→ Problem description: Count how many lines of the data include "entrance". The answer is that number and nothing else.

*** Exercise inputs ***

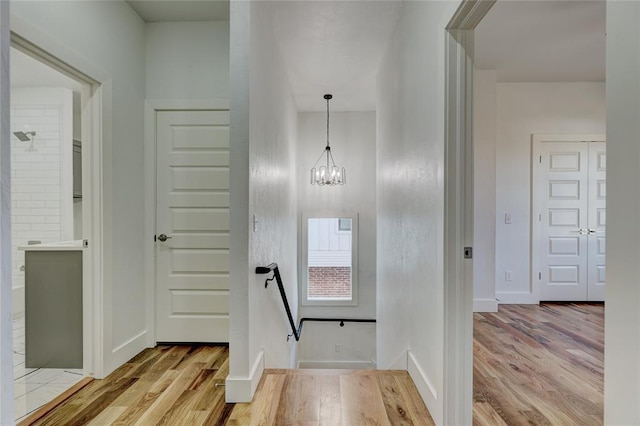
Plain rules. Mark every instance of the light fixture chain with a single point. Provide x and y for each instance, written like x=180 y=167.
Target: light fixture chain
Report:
x=327 y=122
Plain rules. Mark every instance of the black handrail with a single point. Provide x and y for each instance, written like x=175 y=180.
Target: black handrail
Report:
x=297 y=331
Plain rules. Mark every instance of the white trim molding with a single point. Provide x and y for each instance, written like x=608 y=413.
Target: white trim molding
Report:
x=338 y=365
x=457 y=398
x=485 y=305
x=241 y=389
x=424 y=385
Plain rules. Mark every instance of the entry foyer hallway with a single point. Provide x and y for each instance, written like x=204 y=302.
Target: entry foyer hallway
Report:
x=532 y=365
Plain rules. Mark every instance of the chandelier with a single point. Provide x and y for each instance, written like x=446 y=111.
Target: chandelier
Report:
x=328 y=173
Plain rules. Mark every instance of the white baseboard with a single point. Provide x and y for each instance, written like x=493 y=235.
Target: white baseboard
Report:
x=485 y=305
x=400 y=362
x=124 y=352
x=516 y=298
x=241 y=389
x=17 y=309
x=338 y=365
x=425 y=387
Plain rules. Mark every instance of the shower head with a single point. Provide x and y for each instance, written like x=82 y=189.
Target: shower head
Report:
x=24 y=137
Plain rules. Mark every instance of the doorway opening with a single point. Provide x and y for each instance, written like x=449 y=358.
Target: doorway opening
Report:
x=528 y=96
x=56 y=247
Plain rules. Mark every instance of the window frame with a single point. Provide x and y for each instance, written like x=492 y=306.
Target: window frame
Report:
x=304 y=259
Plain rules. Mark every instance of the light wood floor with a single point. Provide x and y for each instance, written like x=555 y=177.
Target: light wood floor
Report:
x=539 y=365
x=532 y=366
x=181 y=385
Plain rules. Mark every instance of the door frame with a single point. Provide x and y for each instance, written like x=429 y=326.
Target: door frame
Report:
x=535 y=229
x=458 y=211
x=151 y=108
x=92 y=93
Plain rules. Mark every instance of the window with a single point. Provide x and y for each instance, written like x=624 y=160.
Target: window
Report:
x=328 y=258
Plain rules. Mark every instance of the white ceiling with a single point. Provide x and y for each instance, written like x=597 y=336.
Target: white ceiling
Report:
x=543 y=41
x=28 y=72
x=334 y=47
x=181 y=10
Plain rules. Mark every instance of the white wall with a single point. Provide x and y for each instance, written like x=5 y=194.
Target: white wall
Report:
x=41 y=174
x=106 y=41
x=410 y=200
x=6 y=325
x=622 y=310
x=263 y=179
x=522 y=110
x=484 y=191
x=187 y=60
x=352 y=139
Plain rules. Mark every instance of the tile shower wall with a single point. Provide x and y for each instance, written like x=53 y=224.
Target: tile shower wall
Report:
x=38 y=187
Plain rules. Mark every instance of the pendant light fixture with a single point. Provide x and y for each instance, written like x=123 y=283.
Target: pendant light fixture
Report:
x=328 y=173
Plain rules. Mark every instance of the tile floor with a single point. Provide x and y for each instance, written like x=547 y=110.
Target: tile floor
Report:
x=34 y=387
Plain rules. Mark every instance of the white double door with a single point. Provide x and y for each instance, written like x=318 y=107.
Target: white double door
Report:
x=192 y=226
x=569 y=196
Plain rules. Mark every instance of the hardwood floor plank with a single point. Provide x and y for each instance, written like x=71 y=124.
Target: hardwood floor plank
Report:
x=539 y=365
x=394 y=403
x=362 y=402
x=108 y=416
x=414 y=401
x=190 y=391
x=265 y=408
x=330 y=401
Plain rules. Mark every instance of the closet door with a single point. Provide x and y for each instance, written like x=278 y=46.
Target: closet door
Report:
x=597 y=221
x=569 y=184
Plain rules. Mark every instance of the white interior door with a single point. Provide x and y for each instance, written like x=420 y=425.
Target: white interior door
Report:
x=192 y=263
x=597 y=220
x=563 y=220
x=570 y=191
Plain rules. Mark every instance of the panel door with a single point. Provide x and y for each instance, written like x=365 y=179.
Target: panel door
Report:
x=597 y=221
x=563 y=217
x=192 y=264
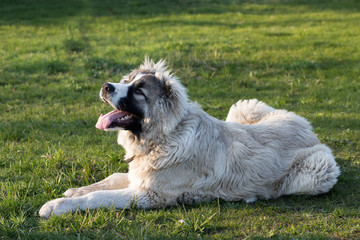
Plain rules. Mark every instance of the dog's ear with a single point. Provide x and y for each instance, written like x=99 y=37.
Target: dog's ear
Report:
x=168 y=91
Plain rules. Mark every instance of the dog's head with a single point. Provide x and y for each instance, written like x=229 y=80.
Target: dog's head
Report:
x=146 y=100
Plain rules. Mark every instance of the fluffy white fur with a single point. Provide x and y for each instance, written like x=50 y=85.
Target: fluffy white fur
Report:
x=183 y=155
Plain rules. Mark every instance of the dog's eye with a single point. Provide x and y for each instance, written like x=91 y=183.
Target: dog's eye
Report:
x=139 y=92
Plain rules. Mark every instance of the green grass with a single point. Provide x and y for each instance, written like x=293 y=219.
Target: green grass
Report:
x=54 y=56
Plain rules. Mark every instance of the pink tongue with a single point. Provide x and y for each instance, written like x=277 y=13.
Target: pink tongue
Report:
x=104 y=121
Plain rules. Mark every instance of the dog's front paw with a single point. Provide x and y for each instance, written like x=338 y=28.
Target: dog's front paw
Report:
x=57 y=207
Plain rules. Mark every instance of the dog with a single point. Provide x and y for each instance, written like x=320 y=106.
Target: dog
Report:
x=178 y=154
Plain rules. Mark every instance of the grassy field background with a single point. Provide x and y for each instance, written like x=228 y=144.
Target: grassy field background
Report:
x=303 y=56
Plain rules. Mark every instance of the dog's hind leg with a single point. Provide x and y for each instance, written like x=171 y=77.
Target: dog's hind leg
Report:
x=114 y=181
x=313 y=171
x=248 y=111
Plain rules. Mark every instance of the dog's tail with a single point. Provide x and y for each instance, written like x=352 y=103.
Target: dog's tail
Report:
x=313 y=171
x=248 y=111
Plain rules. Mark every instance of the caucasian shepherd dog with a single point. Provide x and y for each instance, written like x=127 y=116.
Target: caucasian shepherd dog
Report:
x=178 y=154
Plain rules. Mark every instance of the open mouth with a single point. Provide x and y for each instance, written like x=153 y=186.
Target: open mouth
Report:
x=114 y=119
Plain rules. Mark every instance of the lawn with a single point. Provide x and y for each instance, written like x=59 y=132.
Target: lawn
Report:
x=303 y=56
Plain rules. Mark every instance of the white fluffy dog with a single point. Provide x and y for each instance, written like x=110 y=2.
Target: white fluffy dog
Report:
x=177 y=153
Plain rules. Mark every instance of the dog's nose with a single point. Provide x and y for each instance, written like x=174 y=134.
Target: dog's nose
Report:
x=108 y=87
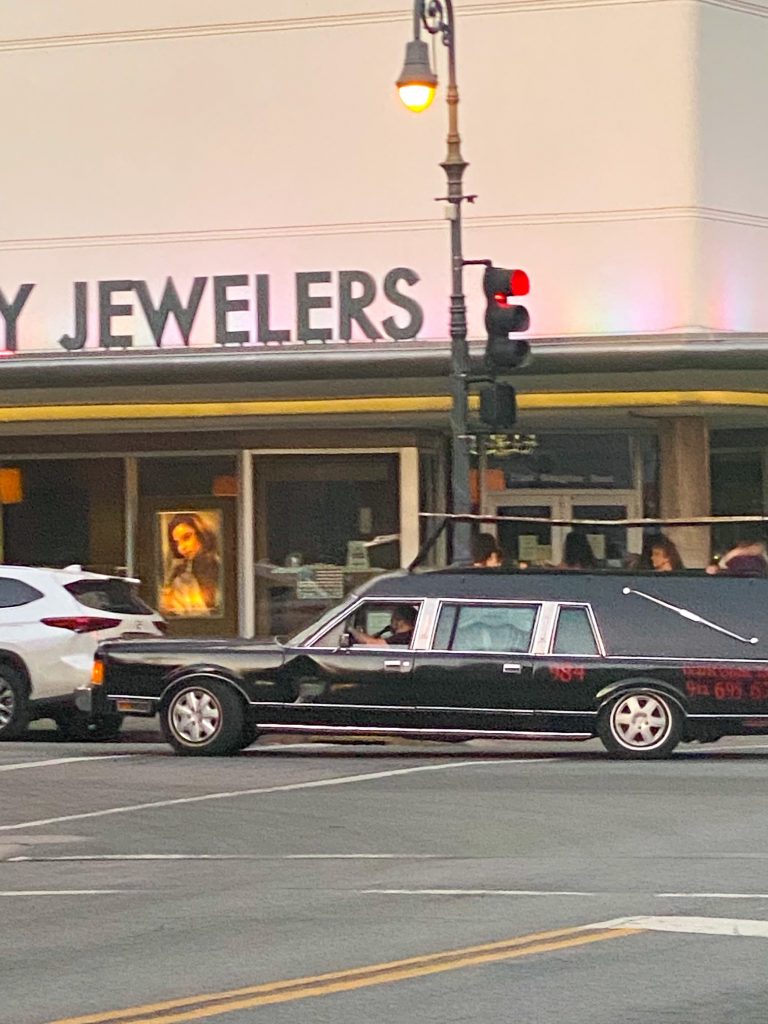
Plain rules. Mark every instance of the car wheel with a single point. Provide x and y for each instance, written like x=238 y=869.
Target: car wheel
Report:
x=77 y=728
x=640 y=724
x=204 y=718
x=14 y=706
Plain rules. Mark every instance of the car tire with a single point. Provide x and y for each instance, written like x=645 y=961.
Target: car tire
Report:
x=74 y=727
x=640 y=723
x=14 y=705
x=204 y=718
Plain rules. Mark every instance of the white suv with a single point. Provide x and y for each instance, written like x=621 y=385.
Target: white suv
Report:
x=50 y=624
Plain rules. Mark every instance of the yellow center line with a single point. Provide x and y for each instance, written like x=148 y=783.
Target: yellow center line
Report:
x=215 y=1004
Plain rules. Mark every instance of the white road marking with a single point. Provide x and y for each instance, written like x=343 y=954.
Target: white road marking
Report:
x=288 y=787
x=65 y=892
x=712 y=895
x=19 y=766
x=547 y=892
x=472 y=892
x=233 y=856
x=692 y=926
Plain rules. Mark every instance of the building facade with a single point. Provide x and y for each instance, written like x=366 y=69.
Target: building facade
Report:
x=223 y=284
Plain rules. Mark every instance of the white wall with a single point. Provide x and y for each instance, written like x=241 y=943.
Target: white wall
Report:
x=145 y=140
x=732 y=158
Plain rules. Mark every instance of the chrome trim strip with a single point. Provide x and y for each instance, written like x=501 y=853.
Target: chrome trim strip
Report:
x=130 y=696
x=624 y=658
x=750 y=717
x=363 y=731
x=423 y=708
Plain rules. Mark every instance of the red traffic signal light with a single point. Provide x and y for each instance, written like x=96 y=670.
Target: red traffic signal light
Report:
x=504 y=317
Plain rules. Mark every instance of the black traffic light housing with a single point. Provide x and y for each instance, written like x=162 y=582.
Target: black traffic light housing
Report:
x=504 y=318
x=499 y=406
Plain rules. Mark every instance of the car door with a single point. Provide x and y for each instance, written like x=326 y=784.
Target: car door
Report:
x=570 y=671
x=357 y=685
x=477 y=673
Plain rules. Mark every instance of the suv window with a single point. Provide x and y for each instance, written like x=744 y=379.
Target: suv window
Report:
x=13 y=593
x=504 y=629
x=109 y=595
x=573 y=634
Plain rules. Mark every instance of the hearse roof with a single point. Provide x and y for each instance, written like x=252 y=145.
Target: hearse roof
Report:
x=688 y=615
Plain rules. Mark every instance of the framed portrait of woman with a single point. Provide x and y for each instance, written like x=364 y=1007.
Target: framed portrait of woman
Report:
x=189 y=583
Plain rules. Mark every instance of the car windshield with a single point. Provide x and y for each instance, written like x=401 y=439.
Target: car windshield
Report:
x=109 y=595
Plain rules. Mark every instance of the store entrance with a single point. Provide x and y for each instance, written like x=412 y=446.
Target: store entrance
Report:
x=542 y=544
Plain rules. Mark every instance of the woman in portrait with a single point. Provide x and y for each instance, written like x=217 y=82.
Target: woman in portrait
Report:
x=193 y=583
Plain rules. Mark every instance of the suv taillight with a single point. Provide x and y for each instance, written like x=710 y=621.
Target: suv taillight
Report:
x=82 y=624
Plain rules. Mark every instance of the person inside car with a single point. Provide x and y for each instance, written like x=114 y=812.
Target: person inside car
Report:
x=399 y=631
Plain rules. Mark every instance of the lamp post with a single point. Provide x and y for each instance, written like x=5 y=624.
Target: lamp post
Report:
x=417 y=85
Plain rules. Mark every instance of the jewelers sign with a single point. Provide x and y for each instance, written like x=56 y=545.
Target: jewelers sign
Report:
x=231 y=309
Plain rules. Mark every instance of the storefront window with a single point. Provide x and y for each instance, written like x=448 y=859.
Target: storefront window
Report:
x=324 y=524
x=186 y=542
x=70 y=511
x=737 y=488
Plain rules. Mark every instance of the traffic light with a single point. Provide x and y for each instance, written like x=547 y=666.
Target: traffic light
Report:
x=499 y=406
x=504 y=318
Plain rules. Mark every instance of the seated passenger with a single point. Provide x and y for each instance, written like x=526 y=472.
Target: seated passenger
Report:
x=747 y=559
x=578 y=553
x=400 y=629
x=664 y=556
x=485 y=552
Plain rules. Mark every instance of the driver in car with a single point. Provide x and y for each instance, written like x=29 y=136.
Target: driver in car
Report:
x=399 y=631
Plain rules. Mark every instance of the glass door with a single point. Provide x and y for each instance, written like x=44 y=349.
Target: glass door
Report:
x=529 y=544
x=324 y=524
x=542 y=544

***

→ Final answer: 2